Excerpt Start Marker

Blaine is caught in the middle between Illsa and her husband and the corrupt Vichy Captain, Louis Renault, performed by the renowned character actor Claude Rains. World War II is heating up and everyone’s life in Casablanca is in jeopardy. No one is safe and few can be trusted. Blaine realizes that he can no longer be neutral. He has to take a stand or the people he loves will be imprisoned or killed.

Despite the fact that Casablanca is a black-and-white film and has none of the special effects that my generation has grown accustomed to, the movie keeps the viewer on the edge of their seat until the very end. There are many reasons why this movie is so powerful. For example, the cast includes many incredible actors. Humphrey Bogart was not conventionally handsome, and he was fifteen years older than the beautiful Ingrid Bergman. Yet, there was a believable chemistry between them. Bergman had starred in other Hollywood films before Casablanca, but her role as Ilsa Lund solidified her career. In fact, during the span of her career she won 3 Academy Awards, two for Best Actress and one for Best Supporting Actress. Bergman’s portrayal of Lund was a combination of grace, passion, and strength. Before his role as the Czech Resistance leader, Paul Henreid was a vocal opponent of the Nazi Regime. He was even listed as an official enemy of the Third Reich. Peter Lorre, another unforgettable character actor, was Austrian and had to escaped Nazi Germany. Although Lorre has a smaller part in Casablanca, he always finds an interesting way of portraying his characters. English actor Claude Rains actually fought in World War I and was blinded in one eye from the poison gas. Rains’ style of acting is so versatile that he can play almost any role. In Casablanca, he plays a wily and corrupt police official. Even though he doesn’t play a respectable figure, Rains is captivating in every scene. He doesn’t even need to say a word because he is an expert at conveying emotions with his eyes. Subtlety is one of his strengths and, in a movie that is about political corruption and subterfuge, Rains is perfect for the role.

Excerpt End Marker
Given records Start Marker

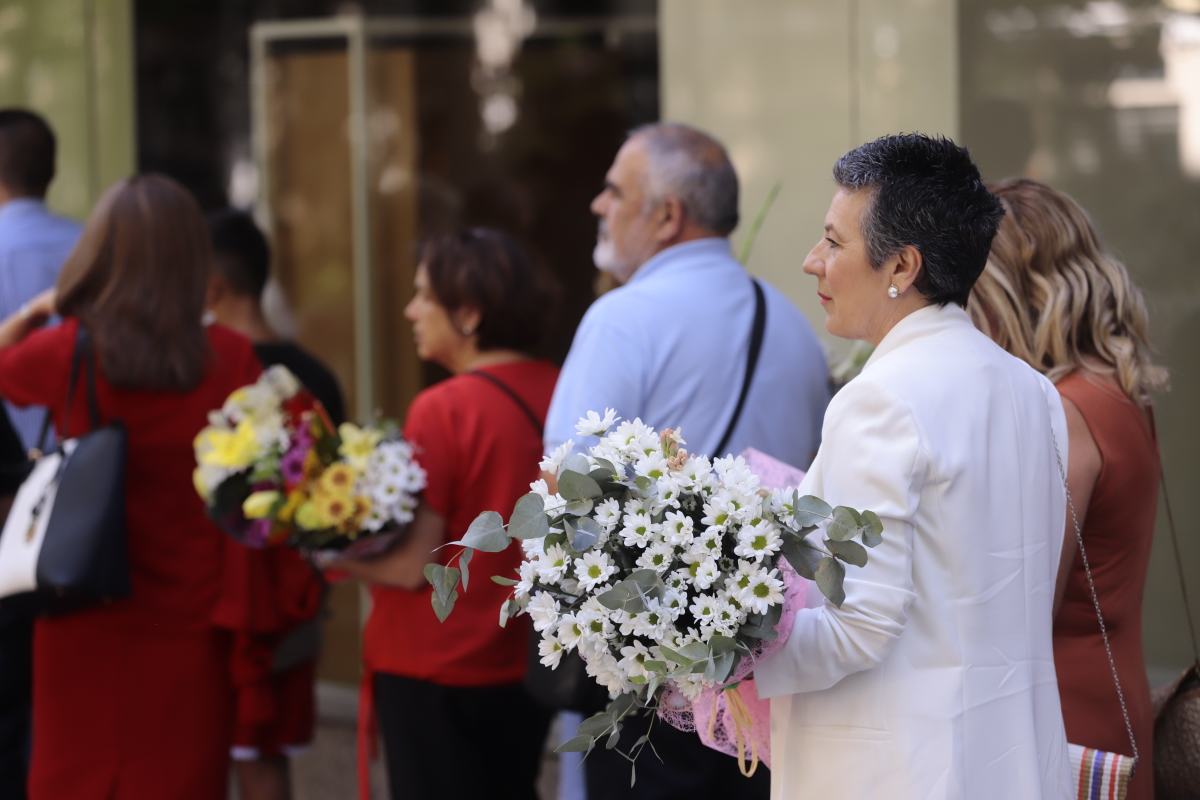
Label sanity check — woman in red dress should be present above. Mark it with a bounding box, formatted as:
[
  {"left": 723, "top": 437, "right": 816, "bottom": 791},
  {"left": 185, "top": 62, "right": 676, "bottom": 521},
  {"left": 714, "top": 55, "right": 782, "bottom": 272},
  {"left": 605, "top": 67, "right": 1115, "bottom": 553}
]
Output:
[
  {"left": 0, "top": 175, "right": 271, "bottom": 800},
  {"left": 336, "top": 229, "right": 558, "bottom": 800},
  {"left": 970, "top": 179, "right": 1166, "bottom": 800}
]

Given records End Marker

Task description: Render this sentence from the excerpt on Casablanca in Spanish: "Bergman’s portrayal of Lund was a combination of grace, passion, and strength."

Your response: La interpretación que hizo Bergman de Lund fue una combinación de gracia, pasión y fuerza.